= WRITTEN REQUEST =
Copy the data from the line containing "Please put a marker on the stone" through the end of the data, inclusive, and replace "stone pillar" with "stone column". Leave everything else unchanged.

• • •

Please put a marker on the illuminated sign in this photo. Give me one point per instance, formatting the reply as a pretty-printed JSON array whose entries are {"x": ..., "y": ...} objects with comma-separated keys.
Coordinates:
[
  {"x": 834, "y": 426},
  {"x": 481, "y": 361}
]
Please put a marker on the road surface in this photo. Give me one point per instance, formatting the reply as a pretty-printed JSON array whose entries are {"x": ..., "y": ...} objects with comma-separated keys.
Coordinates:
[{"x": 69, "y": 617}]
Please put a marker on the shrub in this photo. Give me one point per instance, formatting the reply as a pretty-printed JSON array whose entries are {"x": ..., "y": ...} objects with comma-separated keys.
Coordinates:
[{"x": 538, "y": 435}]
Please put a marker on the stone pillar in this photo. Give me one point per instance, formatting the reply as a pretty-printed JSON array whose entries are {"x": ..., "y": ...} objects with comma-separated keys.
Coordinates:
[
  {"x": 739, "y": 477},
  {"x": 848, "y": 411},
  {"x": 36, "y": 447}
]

• • •

= OUTPUT FOR THIS EXERCISE =
Please put a marker on the stone column in this photo. Give me one point per instance, formatting the reply as a pretty-printed JSON array whose entries are {"x": ..., "y": ...} objects with comma-separated keys.
Coordinates:
[
  {"x": 739, "y": 477},
  {"x": 848, "y": 411},
  {"x": 36, "y": 447}
]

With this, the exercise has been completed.